=== Records ===
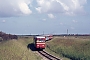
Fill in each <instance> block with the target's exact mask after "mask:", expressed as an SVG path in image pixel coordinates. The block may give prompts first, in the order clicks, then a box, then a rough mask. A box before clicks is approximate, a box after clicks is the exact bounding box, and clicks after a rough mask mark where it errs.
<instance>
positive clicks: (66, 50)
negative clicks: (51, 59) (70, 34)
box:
===
> _Work instruction_
Copy every item above word for word, leaving out the pictures.

> _Solution_
Fill in each <instance> block with the target's exact mask after "mask:", expressed as an SVG path in image pixel coordinates. The block may give prompts first, in the order clicks, then a box, then a rough mask. A box before clicks is approximate, a box after clicks is the exact bounding box, and clicks after a rough mask mark where it errs.
<instance>
positive clicks: (66, 50)
negative clicks: (51, 59) (70, 34)
box:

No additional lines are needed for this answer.